Retype the data below without altering anything.

Data listing
———

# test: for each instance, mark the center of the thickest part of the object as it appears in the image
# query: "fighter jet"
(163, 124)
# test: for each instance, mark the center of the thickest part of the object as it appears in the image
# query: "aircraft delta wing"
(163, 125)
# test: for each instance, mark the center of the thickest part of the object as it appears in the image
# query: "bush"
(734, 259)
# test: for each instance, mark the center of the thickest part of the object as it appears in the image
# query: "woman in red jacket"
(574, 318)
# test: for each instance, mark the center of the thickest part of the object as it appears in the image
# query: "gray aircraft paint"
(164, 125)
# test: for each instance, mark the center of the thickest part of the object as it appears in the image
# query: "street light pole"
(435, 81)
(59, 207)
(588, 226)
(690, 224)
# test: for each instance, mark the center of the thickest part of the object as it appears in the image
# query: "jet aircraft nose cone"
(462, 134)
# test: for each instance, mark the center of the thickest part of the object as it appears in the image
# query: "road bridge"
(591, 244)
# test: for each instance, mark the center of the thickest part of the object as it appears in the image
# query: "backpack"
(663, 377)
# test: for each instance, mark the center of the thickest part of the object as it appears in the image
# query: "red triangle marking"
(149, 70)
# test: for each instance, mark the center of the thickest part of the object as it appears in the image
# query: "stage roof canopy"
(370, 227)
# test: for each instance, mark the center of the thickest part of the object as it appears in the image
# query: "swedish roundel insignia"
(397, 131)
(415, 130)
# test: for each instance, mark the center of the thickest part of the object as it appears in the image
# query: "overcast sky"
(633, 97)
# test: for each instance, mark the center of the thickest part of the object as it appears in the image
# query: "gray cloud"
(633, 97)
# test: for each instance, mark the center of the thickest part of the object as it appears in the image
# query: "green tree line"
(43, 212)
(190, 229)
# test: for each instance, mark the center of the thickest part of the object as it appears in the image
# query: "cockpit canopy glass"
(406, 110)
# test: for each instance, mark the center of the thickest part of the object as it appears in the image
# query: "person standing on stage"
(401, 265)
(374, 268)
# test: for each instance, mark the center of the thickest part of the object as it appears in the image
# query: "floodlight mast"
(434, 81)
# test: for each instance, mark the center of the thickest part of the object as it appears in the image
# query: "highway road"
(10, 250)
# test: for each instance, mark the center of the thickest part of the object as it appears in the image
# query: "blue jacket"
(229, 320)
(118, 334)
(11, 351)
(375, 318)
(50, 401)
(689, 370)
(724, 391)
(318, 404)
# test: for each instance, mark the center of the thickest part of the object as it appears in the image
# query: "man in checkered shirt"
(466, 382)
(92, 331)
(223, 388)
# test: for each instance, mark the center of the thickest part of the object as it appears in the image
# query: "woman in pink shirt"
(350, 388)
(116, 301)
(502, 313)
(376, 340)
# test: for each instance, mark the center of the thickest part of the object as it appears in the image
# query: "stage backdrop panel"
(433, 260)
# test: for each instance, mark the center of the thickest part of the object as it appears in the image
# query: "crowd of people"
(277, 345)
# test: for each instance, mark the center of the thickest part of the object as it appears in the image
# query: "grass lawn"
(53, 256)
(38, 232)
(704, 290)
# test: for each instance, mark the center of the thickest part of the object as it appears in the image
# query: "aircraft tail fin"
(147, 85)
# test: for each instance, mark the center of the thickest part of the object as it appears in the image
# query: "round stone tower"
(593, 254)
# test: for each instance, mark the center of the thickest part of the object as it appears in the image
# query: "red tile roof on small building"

———

Task response:
# test: for each instance, mark the center of the thickest part of the object as it appears in the image
# query: "fighter jet"
(163, 124)
# test: for each instance, mark the center of the thickest part of the object as it appears in the image
# query: "aircraft delta wing"
(163, 125)
# test: for each instance, mark the center of the thickest part of the object as it appears in the image
# query: "bush"
(734, 259)
# test: for each instance, mark the center of the thickest part of the object as it appears in the image
# query: "woman in red jacket"
(574, 318)
# test: for each instance, mark the center of the thickest part of the object as it appears in the image
# query: "gray aircraft paint"
(164, 125)
# test: for each instance, mark the center of the thickest part of the object as it appears in the image
# query: "street light pole"
(435, 81)
(59, 207)
(588, 226)
(690, 224)
# test: for each instance, mark the center of the thickest part of the object as it appears in the image
# query: "jet aircraft nose cone"
(462, 134)
# test: for each instance, mark the center of the thickest part of the object as it appears in the image
# query: "road bridge"
(591, 244)
# test: for each instance, mark the center of the thickest part of the object as it appears in the image
# query: "backpack"
(663, 377)
# test: for each instance, mark the center of the thickest part of the object as it appears in the image
# query: "red triangle marking"
(149, 70)
# test: for each instance, mark the center of the thickest part of the object as it appears in the image
# query: "stage roof canopy"
(370, 227)
# test: for each instance, mark the center of the thickest part of the object as it appears in the image
# query: "swedish roundel insignia"
(397, 131)
(415, 130)
# test: for each instance, mark the center of the thickest part of the object as it appears in the image
# query: "overcast sky"
(633, 97)
# test: for each instance, mark the center of the thickest part of the object as it appears in the image
# query: "gray cloud"
(633, 97)
# test: for each instance, mark the center of the thickest part of the object as it appears in the image
# query: "green tree line"
(43, 212)
(190, 229)
# test: for each instance, mark the center of the thickest part of the object as it appears in the image
# query: "cockpit canopy glass"
(406, 110)
# test: for each instance, mark the center of the thickest part of the object as it appears in the image
# query: "person standing on stage"
(401, 265)
(374, 268)
# test: for each instance, mark the center of the thickest part of the object as it appears in the image
# query: "floodlight mast"
(434, 81)
# test: for each instance, mark the center of the thickest part of the object as it appears in the image
# query: "highway road"
(10, 250)
# test: for each instance, mark the center of the thickest part of the object as it appears in the image
# query: "blue jacket"
(229, 320)
(118, 334)
(11, 351)
(375, 318)
(50, 401)
(689, 370)
(724, 391)
(318, 404)
# test: for each instance, mark the center of the thickest part of the object as it appears in the image
# query: "man in checkered shirt"
(466, 382)
(92, 331)
(223, 388)
# test: for each instance, mark the center of the thickest part of the object as it appears in the image
# query: "woman in pink shirt"
(350, 388)
(116, 301)
(502, 313)
(376, 340)
# test: for each instance, mark the center of the thickest part of the object as it appears in the image
# query: "stage backdrop panel"
(433, 260)
# test: for each instance, mark the center of the thickest part of the object as it appears in the image
# query: "crowd of people"
(277, 345)
# test: for each instance, mark the center of the thickest part of the object as it appears in the image
# query: "grass lawn"
(53, 256)
(38, 232)
(704, 290)
# test: for each instance, mark the center of the thickest part of the object as it appears in the image
# query: "aircraft tail fin"
(147, 85)
# test: for each instance, mark the center of the thickest part of the object as it appears in the image
# query: "round stone tower"
(593, 254)
# test: for each instance, mark the center of the thickest part of the object as it appears in the image
# query: "red tile roof on small building"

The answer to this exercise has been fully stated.